_EXCERPT_.

Image by Johannes Giez

About Us

Stonedeaf wildlife Townsville is volunteer based charitable organisation based in Townsville North Queensland.


We are dedicated to the rescue and rehabilitation and release of flying foxes and microbats. We cover an area from Ingham to Ayr and west to Charters Towers. Our mission is to educate and eradicate urban myths regarding the ecological importance of these beloved species. Looking forward we would like to be involved in rehabilitation of land with possibly a educational centre.

 

What We Fight For

Flying foxes are a Keystone species, this means that the entire ecosystem would be different or cease to exist without them. In this case, our beloved flying fox are excellent pollinators and seed dispersers, helping to ensure the health, regeneration and genetic diversity of our Australian forests and hardwood trees. Flying foxes naturally feed off of the pollen and nectar from blossoms and the fruits of rain forest trees. Many of the trees flying foxes feed from are only receptive to pollination at night, the birds and the bees are asleep, and the flying foxes are hard at work as they travel across our beautiful landscape.

A flying fox will travel up to 80km from their roost at night, while they are out foraging, they feed on and consume the sweet nectar from native blossoms (melaleucas, banksias, eucalypts), the pollen sticks to their fur on their belly and face and will rub off from flower to flower, tree to tree, thus pollinating the flowers as they travel. When a flying fox consumes native fruit, they process their food rather quickly,  as they are highly mobile while travelling at night, they defecate and are able to disperse seeds both locally and over great distances. Seeds have a higher chance of thriving when they are dispersed and are able to germinate some distance from their parent tree.  


Providing these ecological services, flying fox are able ensure the health and genetic diversity of what little forest we have left, in turn providing timber, carbon exchange, water catchments, and valuable habitat for other animals who rely on native forests in order to survive. For example, without our flying foxes, we would not have the beautiful eucalypt forest our koalas depend upon for food and housing. 


Microbats on the other hand are excellent at insect control. A small microbat can consume up to half of its body weight while foraging at night, this roughly translates to about 500 mosquitos per hour! Microbats can help to control pest insects which affect crops and decimate certain insects responsible for carrying diseases like malaria.

(Excerpts from a dataset)
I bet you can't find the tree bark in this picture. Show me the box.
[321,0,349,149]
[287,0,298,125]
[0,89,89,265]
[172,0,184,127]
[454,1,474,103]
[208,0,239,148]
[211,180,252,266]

_REQUIREMENT_.
In the page above about Stonedeaf Wildlife Townsville, list every native blossom named as a nectar source for flying foxes.

_EXERCISE ANSWER_.
Melaleucas, banksias, eucalypts